Work request: Wherever the string "every" shows up in the data below, copy the whole line.

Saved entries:

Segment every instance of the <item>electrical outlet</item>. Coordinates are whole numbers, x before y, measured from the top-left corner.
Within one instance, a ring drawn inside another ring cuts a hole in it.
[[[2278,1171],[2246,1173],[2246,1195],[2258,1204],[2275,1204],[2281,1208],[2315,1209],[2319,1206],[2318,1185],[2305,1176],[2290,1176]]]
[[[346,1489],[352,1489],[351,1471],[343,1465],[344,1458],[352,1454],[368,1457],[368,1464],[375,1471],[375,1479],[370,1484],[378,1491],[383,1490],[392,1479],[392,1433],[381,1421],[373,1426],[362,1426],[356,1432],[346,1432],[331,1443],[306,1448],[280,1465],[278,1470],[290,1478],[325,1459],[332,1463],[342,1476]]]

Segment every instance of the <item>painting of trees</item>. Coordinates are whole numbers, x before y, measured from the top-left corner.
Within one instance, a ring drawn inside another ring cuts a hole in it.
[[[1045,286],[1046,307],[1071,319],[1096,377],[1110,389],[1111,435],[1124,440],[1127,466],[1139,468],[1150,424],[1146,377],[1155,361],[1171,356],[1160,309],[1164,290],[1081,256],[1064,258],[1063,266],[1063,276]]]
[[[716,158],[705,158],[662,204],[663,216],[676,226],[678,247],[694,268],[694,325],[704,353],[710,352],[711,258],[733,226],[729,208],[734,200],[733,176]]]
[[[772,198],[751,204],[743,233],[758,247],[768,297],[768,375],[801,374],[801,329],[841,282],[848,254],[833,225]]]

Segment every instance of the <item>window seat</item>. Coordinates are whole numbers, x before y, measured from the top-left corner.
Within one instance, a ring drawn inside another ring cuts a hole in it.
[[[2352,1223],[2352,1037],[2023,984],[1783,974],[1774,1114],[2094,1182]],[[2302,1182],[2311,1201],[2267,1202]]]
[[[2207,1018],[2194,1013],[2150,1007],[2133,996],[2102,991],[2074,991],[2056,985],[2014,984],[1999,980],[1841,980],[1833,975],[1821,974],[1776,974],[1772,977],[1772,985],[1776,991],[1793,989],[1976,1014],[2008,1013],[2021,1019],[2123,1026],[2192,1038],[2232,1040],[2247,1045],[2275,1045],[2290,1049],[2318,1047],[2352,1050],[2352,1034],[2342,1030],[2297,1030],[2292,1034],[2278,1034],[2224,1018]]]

Expected answer:
Segment every instance of the <item>electrical outlet</item>. Coordinates are whole numbers, x before y, measured from the top-left corner.
Segment every instance of the <item>painting of trees</item>. Coordinates are whole numbers, x before y, measured from the top-left corner.
Segment every instance of the <item>window seat</item>. Coordinates are whole numbers, x before y, measured from the top-left corner.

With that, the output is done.